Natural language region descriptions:
########

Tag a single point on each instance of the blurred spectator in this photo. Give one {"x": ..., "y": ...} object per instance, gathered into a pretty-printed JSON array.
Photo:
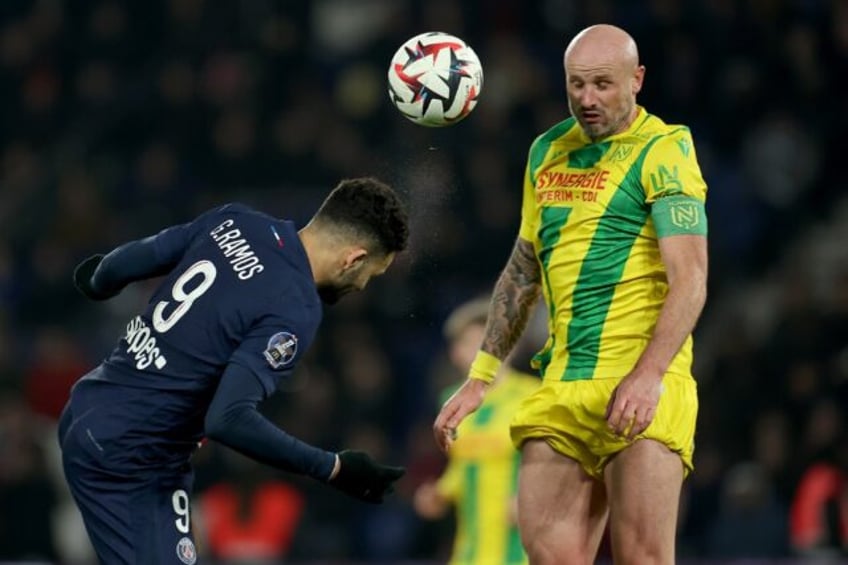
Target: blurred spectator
[
  {"x": 751, "y": 522},
  {"x": 251, "y": 517},
  {"x": 819, "y": 513},
  {"x": 27, "y": 497}
]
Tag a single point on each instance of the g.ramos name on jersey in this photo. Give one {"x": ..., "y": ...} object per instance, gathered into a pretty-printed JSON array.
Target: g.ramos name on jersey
[{"x": 235, "y": 248}]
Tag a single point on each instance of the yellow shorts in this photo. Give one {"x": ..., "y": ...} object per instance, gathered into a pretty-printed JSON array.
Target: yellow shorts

########

▶ YOUR ASSIGNMENT: Exactly reproduce each record, leaving out any pictures.

▶ RESULT OF THIS EXERCISE:
Tag a single point on each instance of the blurred spectator in this photo. Give one {"x": ..., "y": ...} object per instance, gathered into a pretty-printed JSON array.
Photo:
Target: blurred spectator
[
  {"x": 751, "y": 522},
  {"x": 251, "y": 517},
  {"x": 819, "y": 513},
  {"x": 27, "y": 497}
]
Tag a single point on each instance of the g.ramos name on jersey in this photo. Give one {"x": ..., "y": ...} object per instance, gathered into a pretty-printed JSON array.
Target: g.ramos name on jersey
[{"x": 235, "y": 248}]
Tag a single point on each instance of the yellow shorts in this photo. Give one {"x": ..., "y": ...} object per instance, gathered into a pretty-printed JSON array.
Target: yellow shorts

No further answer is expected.